Content starts
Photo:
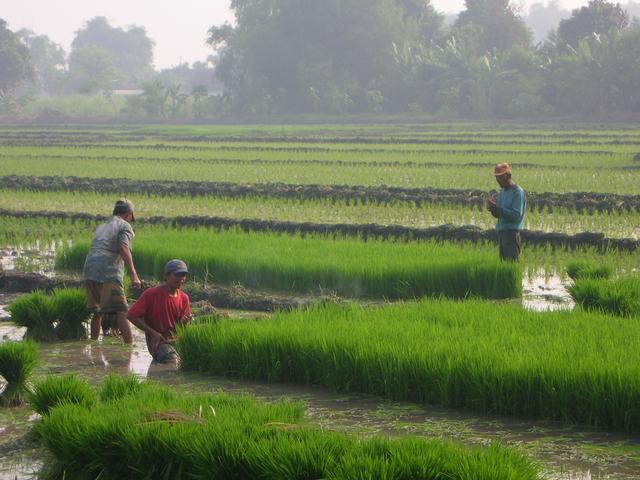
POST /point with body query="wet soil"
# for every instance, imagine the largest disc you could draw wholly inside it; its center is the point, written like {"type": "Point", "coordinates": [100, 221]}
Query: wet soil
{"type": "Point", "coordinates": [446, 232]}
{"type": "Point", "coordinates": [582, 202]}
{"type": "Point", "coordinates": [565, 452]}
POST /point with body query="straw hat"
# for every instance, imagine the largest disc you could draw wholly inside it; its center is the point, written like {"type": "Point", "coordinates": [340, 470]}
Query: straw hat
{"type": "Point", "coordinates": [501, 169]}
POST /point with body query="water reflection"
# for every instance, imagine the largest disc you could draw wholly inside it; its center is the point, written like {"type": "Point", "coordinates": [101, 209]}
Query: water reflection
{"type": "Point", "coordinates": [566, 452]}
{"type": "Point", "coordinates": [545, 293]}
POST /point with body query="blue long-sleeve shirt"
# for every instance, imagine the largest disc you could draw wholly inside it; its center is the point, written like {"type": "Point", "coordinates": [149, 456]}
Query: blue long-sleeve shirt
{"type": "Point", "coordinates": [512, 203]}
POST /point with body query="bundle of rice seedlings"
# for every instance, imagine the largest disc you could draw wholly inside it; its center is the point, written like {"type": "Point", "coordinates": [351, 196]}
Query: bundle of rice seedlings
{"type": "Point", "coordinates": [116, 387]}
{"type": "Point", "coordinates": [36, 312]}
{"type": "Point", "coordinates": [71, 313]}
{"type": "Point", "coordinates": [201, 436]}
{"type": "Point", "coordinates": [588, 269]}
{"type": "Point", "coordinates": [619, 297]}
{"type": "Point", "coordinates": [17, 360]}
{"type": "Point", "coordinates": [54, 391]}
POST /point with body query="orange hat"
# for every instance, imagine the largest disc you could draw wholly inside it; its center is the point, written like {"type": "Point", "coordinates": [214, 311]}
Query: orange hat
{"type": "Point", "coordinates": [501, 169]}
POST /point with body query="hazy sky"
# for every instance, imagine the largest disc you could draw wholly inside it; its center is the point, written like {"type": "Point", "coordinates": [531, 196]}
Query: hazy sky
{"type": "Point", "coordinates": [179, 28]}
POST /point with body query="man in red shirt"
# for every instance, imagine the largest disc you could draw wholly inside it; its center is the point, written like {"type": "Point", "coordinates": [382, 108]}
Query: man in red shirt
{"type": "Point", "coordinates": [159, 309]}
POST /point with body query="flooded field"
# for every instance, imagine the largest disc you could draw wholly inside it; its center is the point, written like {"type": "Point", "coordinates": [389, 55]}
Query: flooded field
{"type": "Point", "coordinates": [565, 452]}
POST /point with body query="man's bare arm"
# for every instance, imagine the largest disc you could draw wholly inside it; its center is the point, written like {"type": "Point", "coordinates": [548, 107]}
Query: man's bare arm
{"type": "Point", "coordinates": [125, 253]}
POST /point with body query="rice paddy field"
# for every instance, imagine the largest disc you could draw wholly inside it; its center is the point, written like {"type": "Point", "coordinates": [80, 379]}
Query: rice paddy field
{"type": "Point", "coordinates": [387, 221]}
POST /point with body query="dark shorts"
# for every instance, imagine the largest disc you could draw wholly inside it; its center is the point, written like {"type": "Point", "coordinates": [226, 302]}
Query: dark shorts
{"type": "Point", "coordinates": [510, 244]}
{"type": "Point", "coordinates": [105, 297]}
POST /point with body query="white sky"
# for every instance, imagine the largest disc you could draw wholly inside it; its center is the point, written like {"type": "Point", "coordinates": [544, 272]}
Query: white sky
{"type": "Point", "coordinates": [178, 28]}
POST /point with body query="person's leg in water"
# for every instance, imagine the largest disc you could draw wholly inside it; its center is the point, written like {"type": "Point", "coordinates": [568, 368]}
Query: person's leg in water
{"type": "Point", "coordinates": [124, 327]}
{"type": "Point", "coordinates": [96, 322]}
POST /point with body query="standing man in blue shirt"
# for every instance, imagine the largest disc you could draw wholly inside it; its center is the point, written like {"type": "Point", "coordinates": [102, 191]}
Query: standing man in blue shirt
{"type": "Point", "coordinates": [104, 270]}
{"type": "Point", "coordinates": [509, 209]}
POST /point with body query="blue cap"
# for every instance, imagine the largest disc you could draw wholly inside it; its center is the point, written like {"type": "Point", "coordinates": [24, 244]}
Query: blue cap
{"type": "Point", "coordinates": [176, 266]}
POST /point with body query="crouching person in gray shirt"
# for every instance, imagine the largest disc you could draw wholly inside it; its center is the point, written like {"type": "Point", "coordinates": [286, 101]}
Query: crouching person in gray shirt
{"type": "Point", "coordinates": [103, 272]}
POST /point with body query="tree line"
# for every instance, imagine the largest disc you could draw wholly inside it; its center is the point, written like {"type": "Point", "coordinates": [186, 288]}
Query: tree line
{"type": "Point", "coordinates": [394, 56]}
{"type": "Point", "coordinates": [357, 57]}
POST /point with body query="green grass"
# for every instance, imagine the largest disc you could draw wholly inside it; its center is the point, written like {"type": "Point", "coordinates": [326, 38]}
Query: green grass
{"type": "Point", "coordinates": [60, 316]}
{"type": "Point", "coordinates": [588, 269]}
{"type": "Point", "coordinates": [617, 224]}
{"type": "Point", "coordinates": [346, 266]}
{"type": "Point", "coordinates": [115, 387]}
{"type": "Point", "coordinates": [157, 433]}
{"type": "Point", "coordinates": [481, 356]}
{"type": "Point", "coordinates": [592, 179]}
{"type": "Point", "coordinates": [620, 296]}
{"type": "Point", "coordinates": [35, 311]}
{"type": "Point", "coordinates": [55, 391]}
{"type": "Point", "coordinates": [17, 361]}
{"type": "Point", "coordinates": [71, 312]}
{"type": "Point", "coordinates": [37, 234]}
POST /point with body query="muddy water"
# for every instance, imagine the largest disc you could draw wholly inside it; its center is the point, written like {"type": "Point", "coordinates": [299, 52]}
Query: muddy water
Content ends
Transcribe each record exactly as it appears, but omit every picture.

**Output for this task**.
Photo:
POST /point with body query="wet soil"
# for every instance, imagine the largest disc you could draw wholly inside it; its center is the point, written like {"type": "Point", "coordinates": [100, 221]}
Query: wet soil
{"type": "Point", "coordinates": [446, 232]}
{"type": "Point", "coordinates": [582, 202]}
{"type": "Point", "coordinates": [565, 452]}
POST /point with body query="straw hat"
# for every instance, imagine the largest disc you could draw wholly inside it; its center is the point, written like {"type": "Point", "coordinates": [340, 470]}
Query: straw hat
{"type": "Point", "coordinates": [501, 169]}
POST /point with body query="water reflection"
# for every instance, imagine the largest disc you could draw wholly inside it; its center is the point, written like {"type": "Point", "coordinates": [101, 209]}
Query: water reflection
{"type": "Point", "coordinates": [566, 452]}
{"type": "Point", "coordinates": [545, 293]}
POST /point with body query="blue long-sleeve shirt"
# for every instance, imagine the largest disc you could draw wholly inside it; its center is the point, written like {"type": "Point", "coordinates": [149, 456]}
Query: blue long-sleeve shirt
{"type": "Point", "coordinates": [512, 203]}
POST /point with body query="bundle of rice seedlings"
# for every instance, imagine the largest disc you could draw wholly inside it; its center is the point, written like {"type": "Point", "coordinates": [351, 196]}
Query: bundle of rice seedlings
{"type": "Point", "coordinates": [116, 387]}
{"type": "Point", "coordinates": [36, 312]}
{"type": "Point", "coordinates": [71, 313]}
{"type": "Point", "coordinates": [201, 436]}
{"type": "Point", "coordinates": [588, 269]}
{"type": "Point", "coordinates": [619, 297]}
{"type": "Point", "coordinates": [17, 360]}
{"type": "Point", "coordinates": [54, 391]}
POST /point with body query="orange hat"
# for every instance, imagine the largest disc you could draw wholly inside it; its center is the point, written like {"type": "Point", "coordinates": [214, 311]}
Query: orange hat
{"type": "Point", "coordinates": [501, 169]}
POST /point with body query="hazy sky"
# for every instance, imagine the largest disc you could draw wholly inside it; its center is the point, written like {"type": "Point", "coordinates": [531, 196]}
Query: hazy sky
{"type": "Point", "coordinates": [179, 28]}
POST /point with body query="man in red shirt"
# for every instance, imagine the largest disc you could draw wholly inside it; its center is the point, written like {"type": "Point", "coordinates": [382, 108]}
Query: man in red shirt
{"type": "Point", "coordinates": [159, 309]}
POST /point with body query="flooded field"
# for every instance, imagine the largest disc you could draw wholly inside it; its center is the point, written like {"type": "Point", "coordinates": [389, 55]}
Query: flooded field
{"type": "Point", "coordinates": [565, 452]}
POST /point with body query="man's bare arm"
# for every instance, imagine the largest disc you could draw wholly inside it; its center is the point, written like {"type": "Point", "coordinates": [548, 107]}
Query: man's bare arm
{"type": "Point", "coordinates": [125, 253]}
POST /point with body query="rice paddy field"
# for every instance, imagine the largest disc you could draw wholly inside it; its center is the point, written like {"type": "Point", "coordinates": [80, 379]}
Query: rice paddy field
{"type": "Point", "coordinates": [387, 221]}
POST /point with body query="dark shorts"
# for every instance, imagine the largest disc you could draw wholly inside it; its center is the point, written like {"type": "Point", "coordinates": [226, 302]}
Query: dark shorts
{"type": "Point", "coordinates": [510, 244]}
{"type": "Point", "coordinates": [105, 297]}
POST /point with body query="white sky"
# for every instance, imagine the largest disc you could draw wholly inside it; its center is the point, written like {"type": "Point", "coordinates": [544, 272]}
Query: white sky
{"type": "Point", "coordinates": [178, 28]}
POST /point with body query="person's leg in water"
# for every instance, imagine the largest disc you could draw wholly inside it; its center is the point, written like {"type": "Point", "coordinates": [568, 368]}
Query: person's leg in water
{"type": "Point", "coordinates": [124, 327]}
{"type": "Point", "coordinates": [96, 322]}
POST /point with body query="standing man in blue shirt"
# for every instance, imagine the largest disc you could draw wholly inside it; its center is the point, written like {"type": "Point", "coordinates": [102, 191]}
Query: standing man in blue shirt
{"type": "Point", "coordinates": [104, 270]}
{"type": "Point", "coordinates": [509, 209]}
POST /point with body query="blue cap"
# for every instance, imagine the largest disc you could draw wholly inside it; its center is the point, written like {"type": "Point", "coordinates": [24, 244]}
Query: blue cap
{"type": "Point", "coordinates": [176, 266]}
POST /point with body query="crouching person in gray shirt"
# for every instance, imagine the largest disc you could draw wholly inside it; its center is the point, written like {"type": "Point", "coordinates": [286, 101]}
Query: crouching person in gray shirt
{"type": "Point", "coordinates": [103, 272]}
POST /point with body query="tree line"
# for every instance, imagine the largest disc you could draw wholly inside it; its center is the point, written like {"type": "Point", "coordinates": [186, 288]}
Query: tree line
{"type": "Point", "coordinates": [394, 56]}
{"type": "Point", "coordinates": [357, 57]}
POST /point with body query="green grass"
# for every instance, imagine the largest disc you could draw wholly inside it; its center is the point, written like {"type": "Point", "coordinates": [326, 38]}
Query: green grass
{"type": "Point", "coordinates": [60, 316]}
{"type": "Point", "coordinates": [588, 269]}
{"type": "Point", "coordinates": [617, 224]}
{"type": "Point", "coordinates": [346, 266]}
{"type": "Point", "coordinates": [115, 387]}
{"type": "Point", "coordinates": [157, 433]}
{"type": "Point", "coordinates": [481, 356]}
{"type": "Point", "coordinates": [592, 179]}
{"type": "Point", "coordinates": [620, 296]}
{"type": "Point", "coordinates": [35, 311]}
{"type": "Point", "coordinates": [55, 391]}
{"type": "Point", "coordinates": [17, 361]}
{"type": "Point", "coordinates": [71, 312]}
{"type": "Point", "coordinates": [37, 234]}
POST /point with body query="muddy water"
# for every instance, imagine the largest disc you could draw wholly inside it; its center is the point, written like {"type": "Point", "coordinates": [299, 52]}
Query: muddy water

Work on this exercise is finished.